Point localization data
▬▬▬
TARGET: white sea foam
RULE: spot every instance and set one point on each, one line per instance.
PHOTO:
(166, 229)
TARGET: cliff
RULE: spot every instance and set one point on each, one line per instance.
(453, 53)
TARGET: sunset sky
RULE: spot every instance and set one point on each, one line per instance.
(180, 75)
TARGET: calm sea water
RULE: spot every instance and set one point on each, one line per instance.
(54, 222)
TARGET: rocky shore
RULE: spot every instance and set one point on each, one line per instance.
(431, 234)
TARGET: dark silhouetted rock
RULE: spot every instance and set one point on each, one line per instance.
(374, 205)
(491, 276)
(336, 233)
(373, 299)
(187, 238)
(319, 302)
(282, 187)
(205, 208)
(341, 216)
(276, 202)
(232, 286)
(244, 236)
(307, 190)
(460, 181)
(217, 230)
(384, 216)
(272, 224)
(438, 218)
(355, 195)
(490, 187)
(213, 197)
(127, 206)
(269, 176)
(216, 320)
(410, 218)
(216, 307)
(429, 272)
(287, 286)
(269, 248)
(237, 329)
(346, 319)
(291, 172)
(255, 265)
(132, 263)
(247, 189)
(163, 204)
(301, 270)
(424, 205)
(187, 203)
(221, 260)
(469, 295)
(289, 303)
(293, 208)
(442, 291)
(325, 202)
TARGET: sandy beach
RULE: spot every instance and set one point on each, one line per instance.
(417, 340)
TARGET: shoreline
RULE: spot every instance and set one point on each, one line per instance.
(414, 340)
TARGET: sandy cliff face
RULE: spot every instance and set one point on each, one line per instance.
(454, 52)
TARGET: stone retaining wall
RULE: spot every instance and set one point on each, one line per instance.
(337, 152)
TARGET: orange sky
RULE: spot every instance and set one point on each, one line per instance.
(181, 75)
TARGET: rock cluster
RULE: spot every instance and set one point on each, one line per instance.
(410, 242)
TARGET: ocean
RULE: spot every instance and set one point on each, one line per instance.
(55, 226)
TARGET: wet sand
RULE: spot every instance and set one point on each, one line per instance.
▬▬▬
* _What the task requires_
In the data above, how many lines include the word "cliff"? Answer with the number only.

* _Task output_
2